Source passage -
Where, as in this case, in a suit to recover $1,000 earnest money paid to the defendant real estate broker under a written offer to purchase certain described realty, one count of the two-count petition contained allegations appropriate to an action for money had and received, in that it alleged that the plaintiff had paid such sum to the defendant, and that the defendant retained said sum of money, and where the instrument attached as an exhibit showed that it was merely an offer on the part of the plaintiff to purchase the described parcel of real estate, which offer had never been accepted by the owner, it was error for the trial court to grant the defendant's motion for a nonsuit, when, upon the trial of the case, the plaintiff introduced the written instrument offering to purchase the property and proved the payment thereunder of the sum sued for. Since the evidence conclusively showed that no valid contract for the sale of the realty had ever been entered into, the defendant real estate broker was not entitled to retain as commissions the $1,000 earnest money paid by the plaintiffs. For the same reason the defendant was not entitled to recover on its cross action the alleged balance of the commissions it would have earned had the written offer been accepted and become a contract, and the trial court therefore did not err in dismissing the defendant's cross action. Holland v. Riverside Park Estates, 214 Ga. 244 (104 SE2d 83)
ON MOTION FOR REHEARING.
The main appellant, the plaintiff in the cross action in this case, in a motion for rehearing, insists that this court committed error in ruling, as we have, that the plaintiff was entitled to recover the $1,000 earnest money paid, and that the plaintiff in the cross action was not entitled to recover the balance of the commissions which it alleged it would have earned had the sale in question been consummated. Counsel's chief contention is that it is not essential under the statute of frauds in order for a contract for the sale of realty to be enforceable that it should have been signed by both parties. In support of this contention movant cites the cases of Fraser v. Jarrett, 153 Ga. 441 (112 SE 487)

Exercise tasks -
A - In the earnest money opinion, how much earnest money did the plaintiff pay the defendant real estate broker?
B - Put this sentence from the earnest money opinion into Spanish: "Counsel's chief contention is that it is not essential under the statute of frauds in order for a contract for the sale of realty to be enforceable that it should have been signed by both parties."
C - Write the next part of the earnest money opinion, picking up right after its final line.

Provided information -
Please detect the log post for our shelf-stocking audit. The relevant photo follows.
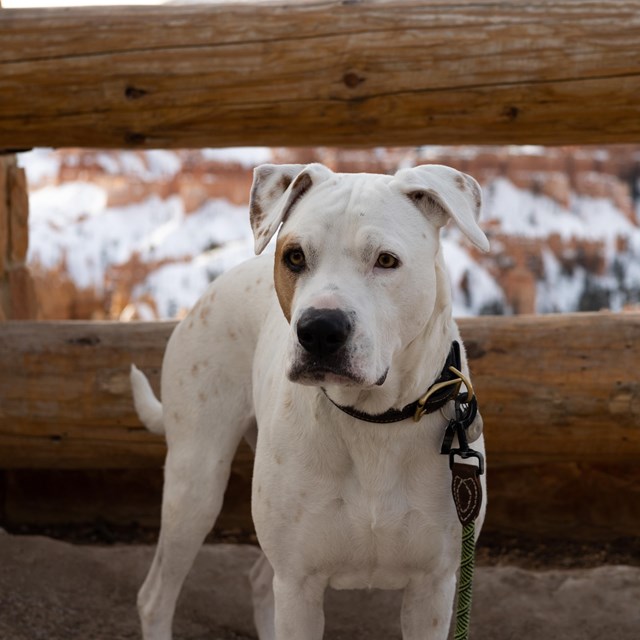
[0,0,640,148]
[0,154,38,320]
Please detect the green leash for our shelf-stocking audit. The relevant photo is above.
[441,396,484,640]
[453,520,476,640]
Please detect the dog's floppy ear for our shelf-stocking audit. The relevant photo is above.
[249,164,331,254]
[395,164,489,251]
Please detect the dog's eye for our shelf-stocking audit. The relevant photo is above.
[284,249,307,271]
[376,253,400,269]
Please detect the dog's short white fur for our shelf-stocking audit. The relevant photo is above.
[131,164,489,640]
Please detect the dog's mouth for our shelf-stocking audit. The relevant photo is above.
[288,360,366,387]
[288,361,388,388]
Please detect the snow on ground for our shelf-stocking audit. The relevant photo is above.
[20,148,640,318]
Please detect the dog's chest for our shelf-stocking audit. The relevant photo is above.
[254,422,456,589]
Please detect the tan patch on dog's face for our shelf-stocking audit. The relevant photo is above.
[273,235,298,323]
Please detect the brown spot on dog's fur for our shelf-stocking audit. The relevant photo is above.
[273,235,297,322]
[249,198,264,229]
[280,176,293,193]
[200,305,211,324]
[470,182,482,211]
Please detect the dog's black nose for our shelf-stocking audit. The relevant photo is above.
[297,309,351,356]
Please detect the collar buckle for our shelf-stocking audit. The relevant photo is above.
[413,366,475,422]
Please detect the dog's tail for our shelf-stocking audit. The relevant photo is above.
[129,364,164,435]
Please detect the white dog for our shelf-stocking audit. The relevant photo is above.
[131,164,489,640]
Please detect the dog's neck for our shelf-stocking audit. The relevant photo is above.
[326,260,459,415]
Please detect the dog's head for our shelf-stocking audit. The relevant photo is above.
[250,164,489,388]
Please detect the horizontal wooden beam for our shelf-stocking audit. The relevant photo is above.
[0,313,640,475]
[0,0,640,148]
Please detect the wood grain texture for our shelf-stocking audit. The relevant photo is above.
[0,0,640,148]
[0,313,640,476]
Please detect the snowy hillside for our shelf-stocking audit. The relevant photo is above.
[20,148,640,319]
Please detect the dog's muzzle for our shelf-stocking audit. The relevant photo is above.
[296,309,352,359]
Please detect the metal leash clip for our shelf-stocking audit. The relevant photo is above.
[440,393,484,475]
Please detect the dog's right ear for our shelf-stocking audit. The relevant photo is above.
[249,164,331,254]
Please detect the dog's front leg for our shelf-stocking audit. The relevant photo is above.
[402,574,456,640]
[273,573,327,640]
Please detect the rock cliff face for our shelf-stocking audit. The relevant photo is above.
[21,146,640,319]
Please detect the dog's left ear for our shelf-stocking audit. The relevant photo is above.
[249,164,331,254]
[395,164,489,252]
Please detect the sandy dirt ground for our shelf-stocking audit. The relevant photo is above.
[0,533,640,640]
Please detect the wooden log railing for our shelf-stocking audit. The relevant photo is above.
[0,0,640,148]
[0,313,640,469]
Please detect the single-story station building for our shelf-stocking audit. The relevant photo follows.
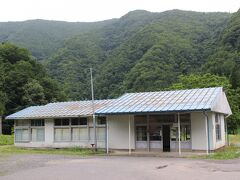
[6,87,232,153]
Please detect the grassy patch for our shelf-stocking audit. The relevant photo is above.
[203,146,240,160]
[0,145,104,156]
[0,135,14,145]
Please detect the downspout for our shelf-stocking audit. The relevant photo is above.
[203,111,210,154]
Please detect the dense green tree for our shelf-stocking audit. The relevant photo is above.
[168,74,240,133]
[0,43,65,115]
[22,80,47,106]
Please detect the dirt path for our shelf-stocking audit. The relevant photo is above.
[0,155,240,180]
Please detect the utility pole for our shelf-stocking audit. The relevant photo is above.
[0,116,2,135]
[90,68,97,151]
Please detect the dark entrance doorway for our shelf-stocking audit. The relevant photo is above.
[163,125,170,152]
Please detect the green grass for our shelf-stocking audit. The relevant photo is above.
[229,134,240,145]
[0,135,14,145]
[0,145,104,156]
[206,146,240,160]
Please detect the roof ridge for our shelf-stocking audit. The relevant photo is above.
[119,86,223,97]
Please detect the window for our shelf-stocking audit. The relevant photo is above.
[72,128,88,141]
[15,129,29,142]
[97,117,106,125]
[149,126,162,141]
[71,118,87,126]
[31,119,44,126]
[181,125,191,141]
[54,128,71,141]
[171,124,191,141]
[215,114,222,141]
[136,126,147,141]
[15,119,29,126]
[31,119,45,142]
[31,128,45,142]
[54,119,70,126]
[171,127,178,141]
[97,128,105,141]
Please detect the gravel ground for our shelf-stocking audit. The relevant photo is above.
[0,154,240,180]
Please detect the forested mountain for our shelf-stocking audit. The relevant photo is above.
[0,43,66,116]
[0,20,114,60]
[0,10,240,129]
[46,10,231,99]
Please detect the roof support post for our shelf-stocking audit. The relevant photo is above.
[203,111,210,155]
[90,68,97,151]
[147,115,150,152]
[224,117,230,146]
[178,113,182,156]
[105,119,109,154]
[128,115,132,155]
[0,116,2,135]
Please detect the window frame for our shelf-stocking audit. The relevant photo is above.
[215,113,222,142]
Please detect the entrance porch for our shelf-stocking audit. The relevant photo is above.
[134,113,192,152]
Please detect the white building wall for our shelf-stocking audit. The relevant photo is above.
[191,112,207,150]
[107,115,135,149]
[212,113,226,149]
[15,118,106,148]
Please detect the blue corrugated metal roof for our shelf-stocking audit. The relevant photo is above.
[6,100,112,119]
[96,87,223,115]
[6,87,227,119]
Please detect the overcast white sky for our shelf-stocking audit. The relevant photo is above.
[0,0,240,22]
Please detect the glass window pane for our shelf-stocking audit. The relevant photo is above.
[31,119,44,126]
[149,126,161,141]
[80,128,88,140]
[136,126,147,141]
[61,129,70,141]
[89,128,94,140]
[62,119,69,126]
[54,119,62,126]
[171,127,178,141]
[97,117,106,125]
[16,119,29,126]
[32,129,37,141]
[72,128,80,141]
[15,129,29,142]
[97,128,105,141]
[71,118,80,126]
[54,129,62,141]
[80,118,87,125]
[37,128,45,141]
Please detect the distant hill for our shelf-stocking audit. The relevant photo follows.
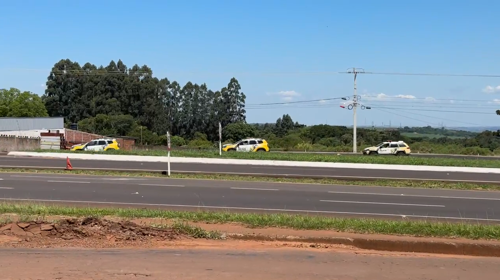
[446,126,500,132]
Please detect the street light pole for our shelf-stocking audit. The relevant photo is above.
[347,68,370,154]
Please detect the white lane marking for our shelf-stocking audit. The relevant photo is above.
[7,165,498,185]
[0,198,494,222]
[10,175,99,180]
[101,178,147,181]
[47,180,90,184]
[320,200,445,207]
[328,191,500,201]
[231,187,279,191]
[139,184,185,188]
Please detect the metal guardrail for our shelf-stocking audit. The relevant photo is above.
[0,165,500,185]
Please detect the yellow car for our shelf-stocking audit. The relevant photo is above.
[363,141,411,156]
[70,139,120,152]
[222,138,269,152]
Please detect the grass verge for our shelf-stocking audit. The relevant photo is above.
[36,150,500,168]
[0,203,500,240]
[0,168,500,191]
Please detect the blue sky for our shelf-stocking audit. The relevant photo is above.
[0,0,500,126]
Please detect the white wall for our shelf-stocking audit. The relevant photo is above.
[0,128,65,137]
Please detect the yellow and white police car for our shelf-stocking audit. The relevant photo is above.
[363,141,411,156]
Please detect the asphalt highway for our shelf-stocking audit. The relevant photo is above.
[278,151,500,160]
[0,156,500,182]
[0,173,500,222]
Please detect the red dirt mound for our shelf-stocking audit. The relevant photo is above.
[0,218,181,241]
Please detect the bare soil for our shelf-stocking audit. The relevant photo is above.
[0,216,500,280]
[0,215,187,248]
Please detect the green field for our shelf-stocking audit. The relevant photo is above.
[37,150,500,168]
[401,132,465,139]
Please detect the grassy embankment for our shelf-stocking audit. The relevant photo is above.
[0,203,500,240]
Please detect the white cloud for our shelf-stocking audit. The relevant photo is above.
[271,90,300,101]
[483,86,500,93]
[361,93,416,100]
[395,94,416,99]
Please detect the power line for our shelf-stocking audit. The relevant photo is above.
[375,108,479,125]
[371,106,496,115]
[365,72,500,78]
[377,108,439,126]
[246,97,347,106]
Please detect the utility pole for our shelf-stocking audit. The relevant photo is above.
[347,68,365,154]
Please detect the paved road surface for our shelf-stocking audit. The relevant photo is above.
[278,151,500,160]
[0,173,500,222]
[0,249,500,280]
[0,156,500,182]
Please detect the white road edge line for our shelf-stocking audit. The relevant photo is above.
[0,198,492,222]
[231,187,279,191]
[320,200,445,207]
[139,184,185,188]
[47,180,90,184]
[328,190,500,201]
[10,174,98,180]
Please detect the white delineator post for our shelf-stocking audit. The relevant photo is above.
[219,123,222,156]
[167,131,170,177]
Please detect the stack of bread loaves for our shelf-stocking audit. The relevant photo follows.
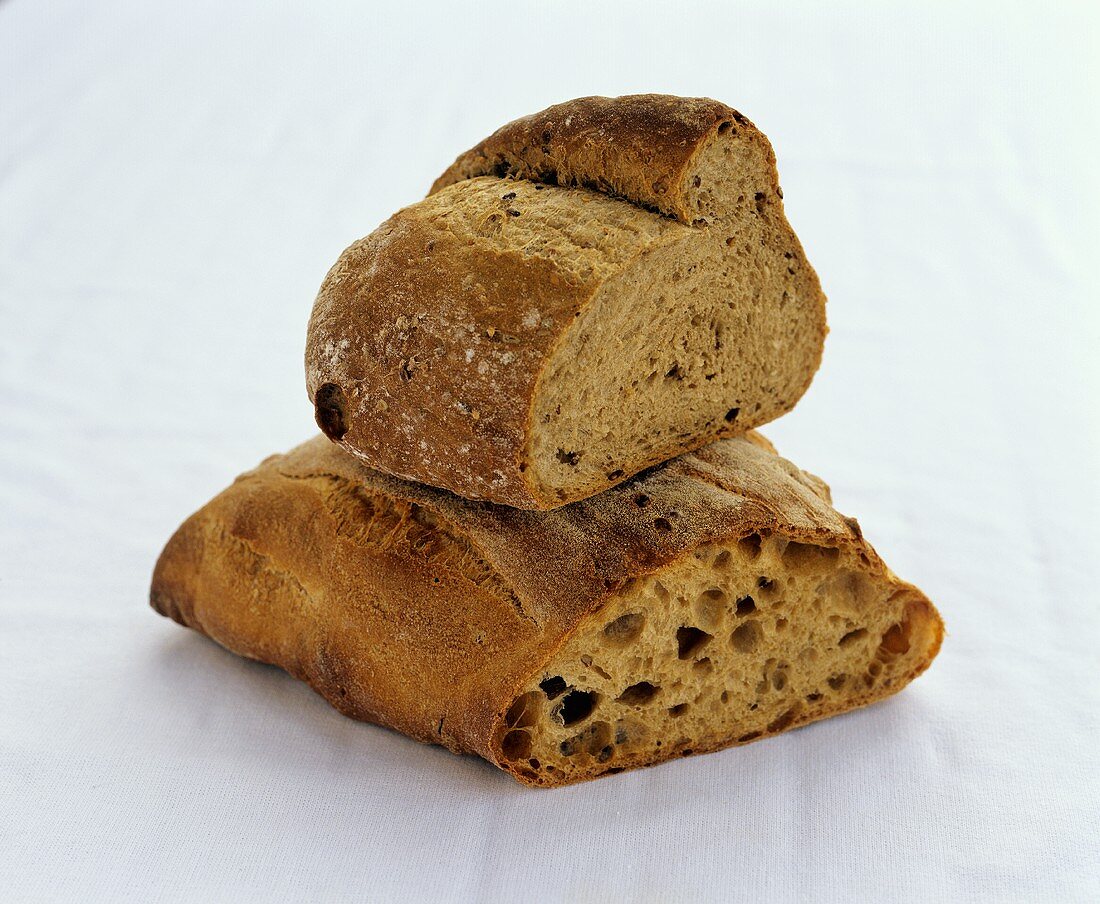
[152,96,943,785]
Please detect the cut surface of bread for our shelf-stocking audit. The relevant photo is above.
[151,433,943,785]
[306,96,826,509]
[497,533,941,784]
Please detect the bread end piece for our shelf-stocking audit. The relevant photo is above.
[307,95,827,509]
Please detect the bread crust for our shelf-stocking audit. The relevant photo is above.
[150,434,942,782]
[306,95,826,509]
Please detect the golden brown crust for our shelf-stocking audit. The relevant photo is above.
[151,437,931,783]
[431,95,765,223]
[306,95,825,509]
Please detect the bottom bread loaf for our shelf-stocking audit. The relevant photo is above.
[151,434,944,785]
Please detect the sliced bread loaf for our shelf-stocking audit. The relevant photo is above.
[306,95,826,509]
[151,434,943,785]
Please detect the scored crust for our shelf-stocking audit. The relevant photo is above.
[151,434,943,784]
[306,95,826,509]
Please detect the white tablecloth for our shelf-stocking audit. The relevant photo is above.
[0,0,1100,902]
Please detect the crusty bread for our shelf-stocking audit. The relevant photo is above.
[306,95,826,509]
[151,434,943,785]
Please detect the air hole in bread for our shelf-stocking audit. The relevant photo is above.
[604,613,646,644]
[783,540,840,571]
[314,383,348,442]
[677,625,711,659]
[729,621,763,653]
[539,675,569,699]
[616,681,661,706]
[505,691,541,728]
[882,618,911,655]
[737,533,762,559]
[501,729,531,760]
[695,587,726,628]
[496,530,930,784]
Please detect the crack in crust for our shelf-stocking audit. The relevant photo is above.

Answers to the exercise -
A - $1,000

B - La principal alegación del abogado es que, conforme al estatuto de fraudes, no es indispensable, para que un contrato de compraventa de bienes inmuebles sea exigible, que haya sido firmado por ambas partes.

C -
; Wright v. Brown & Leacy, 29 Ga. App. 687 (116 SE 341)
; and Pierce v. Deich, 81 Ga. App. 717 (59 SE2d 755)
. Those cases are clearly distinguishable on their facts from this case. In the Wright case it affirmatively appears that there was a contract for the purchase and sale of land entered into between the owner of the property and the purchaser. The Pierce case was plainly and simply a suit by a real estate broker to recover commissions earned by reason of his having been the procuring cause of a sale of realty which had actually been consummated at the time the suit was brought. With respect to the Fraser case, it is sufficient to point out that that was a suit by a purchaser to enforce a contract of sale which had been accepted in writing by the defendant-owner, and the defendant there made the contention that there was no binding and enforceable contract because the plaintiff had never signed it. The court, in effect, held that, where the party seeking to enforce the contract had not signed it, this would be immaterial if the party against whom the suit was brought had signed it, since the act of the party in bringing the suit for specific performance was tantamount to an acceptance of the offer made by the other party. See the very clear language to this effect used by the court at page 449 of 153 Ga. That is not the case made here.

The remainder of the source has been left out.